TEKS BACAAN ->

Lewat kegiatan tersebut pula, saya mengenal dan kemudian berteman dengan seorang Guru Pendidikan Agama Islam dari sekolah Al-Khairat. Hal lain yang juga berkesan bagi saya, yakni saat kami berkunjung ke komunitas dan rumah ibadah dari agama lain untuk belajar dan mengkonfirmasi pemahaman maupun keingintahuan kami terhadap mereka. Kami juga berkunjung ke beberapa sekolah lain untuk belajar dari mereka tentang pengalaman mereka dalam mengelola dan memaknai perbedaan di lingkungan sekolah. Semua itu adalah hal baru atau pengalaman pertama bagi saya.


Saat mengikuti Konferensi Jaringan Antar Iman Indonesia, saya mendapat kesempatan untuk belajar, berjumpa, dan berdialog dengan komunitas Ahmadiyyah, komunitas Penghayat Kepercayaan kepada Tuhan yang Maha Esa, dan komunitas Lesbian, Biseksual, Gay, Transgender, dan Querr (LBGTQ). Berjumpa dengan mereka merupakan pengalaman baru bagi saya. Sebelumnya, saya pernah berpikir bahwa mengapa komunitas Ahmadiyyah itu harus ada? Mengapa mereka tidak bergabung saja dalam organisasi Islam yang sudah ada? Terhadap komunitas Penghayat Kepercayaan kepada Tuhan yang Maha Esa, sebelumnya, posisi pandangan saya yakni mereka seharusnya bergabung dalam agama lain yang diakui oleh negara. Namun melalui proses bersama Institut DIAN/Interfidei, saya kemudian sadar bahwa ternyata itulah nilai atau keyakinan yang mereka yakini sekaligus menjadi bagian dari identitas mereka. Itulah yang telah membuat Indonesia dikenal sebagai bangsa yang majemuk. Mereka punya hak untuk memilih. Negara harus menjamin keamanan semua kelompok keyakinan, termasuk Penghayat Kepercayaan kepada Tuhan yang Maha Esa. Tugas kita adalah mengelola dan memaknai perbedaan agar perbedaan tersebut dapat menjadi berkat bagi bangsa ini.

TUJUAN TUGAS ->
1) Jawablah pertanyaan berikut berdasarkan teks bacaan.
(a) Dari sekolah mana guru Pendidikan Agama Islam yang kemudian menjadi teman penulis?
(b) Dalam konferensi apa penulis berjumpa dengan komunitas Ahmadiyyah?
(c) Menurut teks bacaan, siapa yang harus menjamin keamanan semua kelompok keyakinan?
2) Sambung teks bacaan tentang pengalaman perjumpaan lintas iman dengan satu paragraf yang dimulai setelah kalimat terakhirnya.
Materi di bawah ini diambil dari sumber yang berbeda.

MATERI YANG DISEDIAKAN ->
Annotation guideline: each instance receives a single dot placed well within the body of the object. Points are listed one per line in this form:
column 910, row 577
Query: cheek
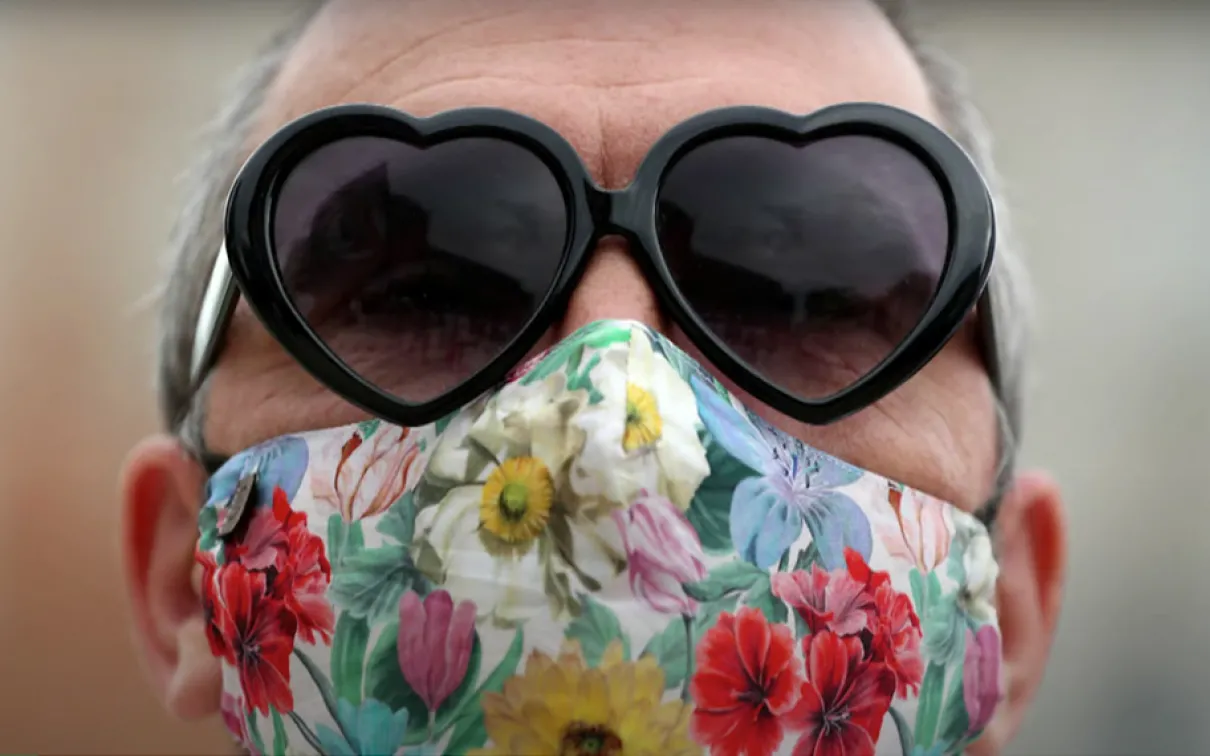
column 258, row 392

KUNCI JAWABAN ->
1)
(a) Dari sekolah Al-Khairat.
(b) Dalam Konferensi Jaringan Antar Iman Indonesia.
(c) Negara.

2)
Semua pengalaman tersebut mengajarkan kepada saya bahwa toleransi merupakan suatu kesadaran terhadap realitas yang beragam (berbeda suku, ras, agama, dan sebagainya), dan kesiapsediaan untuk menerima, saling belajar atau memahami, mengelola, dan bekerja sama dengan mereka yang berbeda agar perbedaan tersebut menjadi rahmat. Sebagai bagian dari Bangsa Indonesia, sudah seharusnya kita menyadari bahwa bangsa kita adalah bangsa yang majemuk. Nilai yang menurut saya penting untuk membangun semangat keindonesiaan kita adalah nilai kebhinekaan (Bhinneka Tunggal Ika) dan kemanusiaan. Kita wajib menghargai dan menghormati hak setiap orang untuk memilih keyakinan, hidup bersama kita, meminimalisir terjadinya konflik, dan menolak segala bentuk pemaksaan/kekerasan terhadap yang berbeda. Pokok penting tersebut yang selalu saya tekankan kepada para siswa dalam proses belajar di ruang kelas Sosiologi yang saya ampu.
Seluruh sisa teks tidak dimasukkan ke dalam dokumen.